GIVEN PROBLEM A -> Rewrite the passage of the report on plot and structure from "plotBy: David Connors" to "some go plot.", putting "motor" in place of "engine".
GIVEN PROBLEM B -> Scale the records from the line with "row of cypress" through the end of the records, copying every line with the requests included. Multiply each pin coordinate in the answers by 2.55 and round to whole numbers, with halves rounded up.

TEXT SHOWN ->
§ §

Week 5 Report: Plot and Structure

plotBy: David Connors

Let’s talk about plot and structure. We all have to deal with them sooner or later. They’re the engine to our story, the way we put our ideas into motion and thread them all together.  It’s different for every writer. Just like music you have the melody and lyrics, writers have plot and dialogue. Some go dialogue first, some go plot.

Also, remember that a lot of this advice comes from Donald Maass’s Writing the Breakout Novel Workbook.

“Begin every story in the middle. The reader doesn’t care how it begins, he wants to get on with it.”
Louis l’Amour

Plot

The plot creates the pace of the novel by building to external turning points, inner turning points and high moments. A good novel plot is multi-layered, meanings lots and lots of the external and internal turning points. External turning points are things that change within the story, internal turning points are things that changes inside your character or characters. Within these turning points there needs to be conflict that they connect and build to the plot and the characters. The conflict needs to be

  • Meaningful
  • Immediate
  • Large scale
  • Surprising
  • Not easy to resolve
  • Must happen to people for who we (the readers) feel sympathy

If you want and feel it make the central conflict as deep and as bad as it can possibly be.

Learning Activity

Look through your story and at the end of each chapter identify the external and internal turning points and connect them to the main structure of the plot. Then either draw it out, write it out with bullet points, or color code the events and how they are connected. By doing this you will be able to identify and mark your plot in a simple skeleton sketch of the story.

See if your plot is similar to any of the story types or plot structure types.

Four Story Types

Four Plot Structures

Another way to look at a plot structure is:

The Balance. The Unbalance.

Quest for Resolution.

The Climax. The New Balance.

Kurt Vonnegut on the Shapes of Stories (Watch This!)

§ §

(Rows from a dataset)
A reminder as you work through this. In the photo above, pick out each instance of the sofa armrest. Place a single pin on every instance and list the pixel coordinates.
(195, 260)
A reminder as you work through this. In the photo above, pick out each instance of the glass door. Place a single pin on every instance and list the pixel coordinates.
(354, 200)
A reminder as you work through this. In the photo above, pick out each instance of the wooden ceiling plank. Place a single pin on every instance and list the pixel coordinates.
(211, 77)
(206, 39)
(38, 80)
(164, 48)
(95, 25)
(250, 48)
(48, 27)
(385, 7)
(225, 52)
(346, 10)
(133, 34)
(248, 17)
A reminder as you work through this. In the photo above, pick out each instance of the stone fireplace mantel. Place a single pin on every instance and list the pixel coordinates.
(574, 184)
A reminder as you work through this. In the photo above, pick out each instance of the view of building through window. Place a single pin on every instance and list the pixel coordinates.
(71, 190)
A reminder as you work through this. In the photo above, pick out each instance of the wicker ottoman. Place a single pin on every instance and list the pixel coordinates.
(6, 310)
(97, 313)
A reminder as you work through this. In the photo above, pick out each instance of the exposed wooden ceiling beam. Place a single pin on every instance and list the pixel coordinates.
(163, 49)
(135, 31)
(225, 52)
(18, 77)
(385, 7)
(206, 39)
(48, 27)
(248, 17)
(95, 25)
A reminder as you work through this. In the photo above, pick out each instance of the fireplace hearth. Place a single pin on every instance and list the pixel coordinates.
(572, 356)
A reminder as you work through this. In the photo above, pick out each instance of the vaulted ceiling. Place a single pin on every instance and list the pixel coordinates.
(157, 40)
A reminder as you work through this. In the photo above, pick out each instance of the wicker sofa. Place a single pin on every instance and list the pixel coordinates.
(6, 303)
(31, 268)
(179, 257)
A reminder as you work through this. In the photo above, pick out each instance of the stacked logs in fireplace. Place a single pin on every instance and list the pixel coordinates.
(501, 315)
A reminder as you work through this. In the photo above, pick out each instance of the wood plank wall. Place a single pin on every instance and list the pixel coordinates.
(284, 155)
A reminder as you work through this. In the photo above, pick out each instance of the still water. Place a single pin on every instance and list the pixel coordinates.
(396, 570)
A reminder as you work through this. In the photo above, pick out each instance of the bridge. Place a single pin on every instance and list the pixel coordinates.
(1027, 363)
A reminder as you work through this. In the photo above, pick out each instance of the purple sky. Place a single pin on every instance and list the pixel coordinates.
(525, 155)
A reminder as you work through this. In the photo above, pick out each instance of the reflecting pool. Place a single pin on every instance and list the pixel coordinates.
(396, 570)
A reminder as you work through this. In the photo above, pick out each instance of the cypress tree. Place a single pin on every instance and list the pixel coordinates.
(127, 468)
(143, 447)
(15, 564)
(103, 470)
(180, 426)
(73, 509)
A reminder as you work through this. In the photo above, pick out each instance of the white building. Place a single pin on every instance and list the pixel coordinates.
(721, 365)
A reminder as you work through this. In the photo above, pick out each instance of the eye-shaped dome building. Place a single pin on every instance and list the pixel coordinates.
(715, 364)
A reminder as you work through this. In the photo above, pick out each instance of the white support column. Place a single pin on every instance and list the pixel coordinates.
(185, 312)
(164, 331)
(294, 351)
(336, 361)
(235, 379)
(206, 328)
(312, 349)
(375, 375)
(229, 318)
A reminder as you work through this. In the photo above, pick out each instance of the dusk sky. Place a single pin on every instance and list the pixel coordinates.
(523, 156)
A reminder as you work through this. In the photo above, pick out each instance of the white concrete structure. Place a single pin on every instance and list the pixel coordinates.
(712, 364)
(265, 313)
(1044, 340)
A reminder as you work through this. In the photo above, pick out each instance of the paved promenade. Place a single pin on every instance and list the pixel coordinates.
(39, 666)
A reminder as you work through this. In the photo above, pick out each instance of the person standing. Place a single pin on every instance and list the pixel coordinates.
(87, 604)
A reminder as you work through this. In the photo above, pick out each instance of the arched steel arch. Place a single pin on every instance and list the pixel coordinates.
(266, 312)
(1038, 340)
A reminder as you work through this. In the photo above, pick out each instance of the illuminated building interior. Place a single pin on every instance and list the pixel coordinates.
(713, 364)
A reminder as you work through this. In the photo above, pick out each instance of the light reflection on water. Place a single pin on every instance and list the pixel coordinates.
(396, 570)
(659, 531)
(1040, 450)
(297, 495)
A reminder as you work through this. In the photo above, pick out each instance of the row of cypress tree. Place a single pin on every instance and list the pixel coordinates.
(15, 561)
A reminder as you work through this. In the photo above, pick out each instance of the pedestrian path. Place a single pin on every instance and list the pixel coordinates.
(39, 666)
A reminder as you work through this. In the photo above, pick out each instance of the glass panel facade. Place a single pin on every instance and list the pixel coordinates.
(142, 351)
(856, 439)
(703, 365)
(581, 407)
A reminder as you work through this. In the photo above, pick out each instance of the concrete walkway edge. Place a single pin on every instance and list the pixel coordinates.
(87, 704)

§ §

FINISHED ANSWER A ->
plotBy: David Connors

Let’s talk about plot and structure. We all have to deal with them sooner or later. They’re the motor to our story, the way we put our ideas into motion and thread them all together.  It’s different for every writer. Just like music you have the melody and lyrics, writers have plot and dialogue. Some go dialogue first, some go plot.

FINISHED ANSWER B ->
A reminder as you work through this. In the photo above, pick out each instance of the row of cypress tree. Place a single pin on every instance and list the pixel coordinates.
(38, 1431)
A reminder as you work through this. In the photo above, pick out each instance of the pedestrian path. Place a single pin on every instance and list the pixel coordinates.
(99, 1698)
A reminder as you work through this. In the photo above, pick out each instance of the glass panel facade. Place a single pin on every instance and list the pixel coordinates.
(362, 895)
(2183, 1119)
(1793, 931)
(1482, 1038)
A reminder as you work through this. In the photo above, pick out each instance of the concrete walkway edge. Place a single pin on every instance and list the pixel coordinates.
(222, 1795)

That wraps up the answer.